**Required work:**
1 - Decide whether each statement agrees with the passage on tungsten and antimony below, answering yes or no and quoting the deciding words: (a) The path from exploration projects to full production usually takes many years. (b) Tungsten and antimony are overpriced today. (c) Geopolitical tensions caused the structural transformation of the market for critical metals.
2 - According to the passage on tungsten and antimony below, from which year will the use of Chinese supply chains for US defense products be prohibited?
3 - Rewrite the passage on tungsten and antimony below from "This leads to" to "alternative supply structures.", replacing "crisis management" with "emergency response".

**Passage shown:**
Assessment and outlook: Between strategic necessity and geological reality
A balanced economic analysis must clearly identify both the structural opportunities and the systemic risks of the current environment. On the opportunity side, the following are clearly evident: historically unprecedented price levels for tungsten and antimony, which make exploration economically attractive; the changing political willingness of Western governments to promote and finance domestic mining projects, a shift that will continue for decades to come; and structurally increasing demand from the defense industry, semiconductors, and renewable energies.
On the risk side, realities must be factored in soberly. The path from exploration projects to full production typically takes many years and requires significant capital and infrastructure investments. Geological results, however promising, must be validated through systematic drilling programs and JORC-compliant resource estimates before reliable production forecasts are possible. Political frameworks can change—as demonstrated by the temporary truce between Trump and China at the end of 2025, which temporarily suspended export controls. Such geopolitical signals can put short-term downward pressure on commodity prices.
This leads to a clear recommendation for Western industrial policy: Diversifying raw material supplies must be understood not as short-term crisis management, but as a long-term strategic investment. The instruments for this – from Project Vault and price floors to bilateral commodity agreements – are well-conceived. However, their effectiveness depends on whether they are implemented consistently and with sufficient long-term commitment to channel private capital into expensive and lengthy mining projects. The clock is ticking: From 2027, the use of Chinese supply chains for US defense products will be prohibited, and the half-life of the geopolitical status quo is shorter than the time required to build alternative supply structures.
Resource geopolitics as a turning point
The crisis surrounding tungsten and antimony is not an isolated supply problem that can be solved through tactical measures. It is a symptom of a systemic miscalculation that has persisted for decades: the illusion that global markets guarantee security of supply without the need for active political and strategic diversification. China has deliberately exploited this illusion and established a position of power that has now become a serious security risk for the Western world.
The G7 countries, the US, and their allies have recognized the scale of this challenge and are responding with a combination of strategic stockpiling, bilateral commodity partnerships, price support mechanisms, and investment promotion. Australia, with its significant mineral resources and stable political framework, plays a key role in this. In North America, reactivated exploration projects in Nevada and other mining regions offer the potential to close part of the strategic deficit in the medium term.
The market for critical metals is undergoing a structural transformation, accelerated but not caused by geopolitical tensions. The fundamental drivers—rising arms demand, the energy transition, and semiconductor growth—remain constant regardless of short-term geopolitical volatility. The price signals are clear: tungsten and antimony are not overpriced today—they were underpriced for decades because Chinese cost dumping masked the true supply risks. The revaluation of these raw materials is economically justified and geopolitically inevitable.

**Study material:**
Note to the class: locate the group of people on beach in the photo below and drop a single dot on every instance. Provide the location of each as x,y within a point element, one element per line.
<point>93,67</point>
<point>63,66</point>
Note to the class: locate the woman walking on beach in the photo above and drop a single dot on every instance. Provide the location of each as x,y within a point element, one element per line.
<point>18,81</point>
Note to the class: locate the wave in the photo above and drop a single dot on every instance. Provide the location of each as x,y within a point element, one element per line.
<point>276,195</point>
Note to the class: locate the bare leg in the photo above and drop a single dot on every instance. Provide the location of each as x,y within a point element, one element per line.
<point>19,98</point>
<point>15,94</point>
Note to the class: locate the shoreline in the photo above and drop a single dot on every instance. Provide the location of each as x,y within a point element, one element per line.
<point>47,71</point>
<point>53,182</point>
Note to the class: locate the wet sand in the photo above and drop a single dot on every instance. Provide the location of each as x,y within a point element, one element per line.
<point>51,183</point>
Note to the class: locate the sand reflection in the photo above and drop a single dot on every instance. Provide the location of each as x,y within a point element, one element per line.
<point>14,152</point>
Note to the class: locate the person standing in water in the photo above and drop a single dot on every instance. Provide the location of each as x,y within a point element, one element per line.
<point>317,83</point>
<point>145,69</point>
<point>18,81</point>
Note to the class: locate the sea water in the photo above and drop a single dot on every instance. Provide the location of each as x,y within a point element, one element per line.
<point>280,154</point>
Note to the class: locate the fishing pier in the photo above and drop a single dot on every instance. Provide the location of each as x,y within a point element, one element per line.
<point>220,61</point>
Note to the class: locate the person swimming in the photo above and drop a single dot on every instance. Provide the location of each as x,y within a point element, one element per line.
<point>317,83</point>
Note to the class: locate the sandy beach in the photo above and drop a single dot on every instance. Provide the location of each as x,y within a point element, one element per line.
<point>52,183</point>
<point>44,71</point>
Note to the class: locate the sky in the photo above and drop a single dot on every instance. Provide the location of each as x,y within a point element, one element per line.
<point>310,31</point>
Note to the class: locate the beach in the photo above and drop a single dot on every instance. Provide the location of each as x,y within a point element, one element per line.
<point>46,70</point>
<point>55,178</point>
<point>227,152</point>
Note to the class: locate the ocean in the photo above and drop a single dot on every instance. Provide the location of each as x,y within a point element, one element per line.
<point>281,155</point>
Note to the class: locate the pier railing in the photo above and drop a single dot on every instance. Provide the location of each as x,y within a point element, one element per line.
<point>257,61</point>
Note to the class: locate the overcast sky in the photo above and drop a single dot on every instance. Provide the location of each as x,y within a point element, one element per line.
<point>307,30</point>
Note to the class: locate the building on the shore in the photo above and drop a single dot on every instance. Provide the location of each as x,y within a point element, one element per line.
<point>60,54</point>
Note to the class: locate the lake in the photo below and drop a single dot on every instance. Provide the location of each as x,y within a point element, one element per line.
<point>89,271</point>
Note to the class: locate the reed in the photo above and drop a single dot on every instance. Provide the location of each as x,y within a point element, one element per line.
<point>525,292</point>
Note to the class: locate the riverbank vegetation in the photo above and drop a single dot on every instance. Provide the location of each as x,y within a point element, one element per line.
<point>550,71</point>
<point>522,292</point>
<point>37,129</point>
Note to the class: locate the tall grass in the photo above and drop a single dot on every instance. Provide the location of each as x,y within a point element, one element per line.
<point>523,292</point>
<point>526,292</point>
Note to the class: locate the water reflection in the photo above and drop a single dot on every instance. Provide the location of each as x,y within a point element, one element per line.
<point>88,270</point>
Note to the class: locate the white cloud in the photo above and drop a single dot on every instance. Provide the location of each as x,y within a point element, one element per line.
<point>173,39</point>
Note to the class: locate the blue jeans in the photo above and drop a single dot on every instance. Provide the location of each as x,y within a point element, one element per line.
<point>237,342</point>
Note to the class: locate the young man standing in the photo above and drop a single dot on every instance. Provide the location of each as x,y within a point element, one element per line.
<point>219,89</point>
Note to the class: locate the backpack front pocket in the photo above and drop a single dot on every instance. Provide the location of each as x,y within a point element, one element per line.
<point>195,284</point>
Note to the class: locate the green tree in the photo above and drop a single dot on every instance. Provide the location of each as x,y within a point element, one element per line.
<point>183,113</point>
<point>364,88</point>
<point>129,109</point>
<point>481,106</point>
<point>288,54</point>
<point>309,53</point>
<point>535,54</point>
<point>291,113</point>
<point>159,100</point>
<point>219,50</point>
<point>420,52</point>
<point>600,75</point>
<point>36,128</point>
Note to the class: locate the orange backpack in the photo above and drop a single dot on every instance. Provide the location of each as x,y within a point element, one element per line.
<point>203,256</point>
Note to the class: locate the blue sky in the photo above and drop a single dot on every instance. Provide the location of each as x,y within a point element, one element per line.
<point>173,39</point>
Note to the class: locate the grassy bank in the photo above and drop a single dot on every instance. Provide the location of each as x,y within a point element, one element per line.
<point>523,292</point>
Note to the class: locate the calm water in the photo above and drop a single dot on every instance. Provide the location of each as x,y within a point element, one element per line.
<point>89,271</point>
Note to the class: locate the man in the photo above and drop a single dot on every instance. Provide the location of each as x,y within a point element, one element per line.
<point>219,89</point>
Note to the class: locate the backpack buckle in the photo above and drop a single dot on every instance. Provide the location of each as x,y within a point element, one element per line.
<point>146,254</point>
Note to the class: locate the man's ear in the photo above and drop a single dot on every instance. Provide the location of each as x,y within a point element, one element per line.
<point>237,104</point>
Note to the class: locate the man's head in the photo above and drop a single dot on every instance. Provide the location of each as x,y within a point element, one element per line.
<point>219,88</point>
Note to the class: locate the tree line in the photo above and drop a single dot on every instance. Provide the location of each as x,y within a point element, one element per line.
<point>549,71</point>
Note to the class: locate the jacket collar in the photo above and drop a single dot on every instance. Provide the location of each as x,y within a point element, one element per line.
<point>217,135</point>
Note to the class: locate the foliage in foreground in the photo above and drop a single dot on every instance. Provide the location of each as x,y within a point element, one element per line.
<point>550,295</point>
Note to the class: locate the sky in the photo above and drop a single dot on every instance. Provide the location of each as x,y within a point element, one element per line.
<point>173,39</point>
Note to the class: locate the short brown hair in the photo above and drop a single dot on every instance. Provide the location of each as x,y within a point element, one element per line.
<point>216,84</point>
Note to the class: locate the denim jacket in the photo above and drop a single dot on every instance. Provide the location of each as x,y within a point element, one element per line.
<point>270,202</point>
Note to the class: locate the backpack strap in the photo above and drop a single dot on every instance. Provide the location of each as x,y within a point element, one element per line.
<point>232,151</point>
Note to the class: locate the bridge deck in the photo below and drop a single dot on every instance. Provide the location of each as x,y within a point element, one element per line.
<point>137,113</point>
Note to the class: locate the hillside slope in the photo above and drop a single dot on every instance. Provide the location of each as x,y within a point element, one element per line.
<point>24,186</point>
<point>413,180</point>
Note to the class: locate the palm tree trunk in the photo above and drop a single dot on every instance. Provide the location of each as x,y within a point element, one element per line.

**Results for the exercise:**
1 -
(a) Yes: "The path from exploration projects to full production typically takes many years"
(b) No: "tungsten and antimony are not overpriced today"
(c) No: "accelerated but not caused by geopolitical tensions"

2 - From 2027.

3 -
This leads to a clear recommendation for Western industrial policy: Diversifying raw material supplies must be understood not as short-term emergency response, but as a long-term strategic investment. The instruments for this – from Project Vault and price floors to bilateral commodity agreements – are well-conceived. However, their effectiveness depends on whether they are implemented consistently and with sufficient long-term commitment to channel private capital into expensive and lengthy mining projects. The clock is ticking: From 2027, the use of Chinese supply chains for US defense products will be prohibited, and the half-life of the geopolitical status quo is shorter than the time required to build alternative supply structures.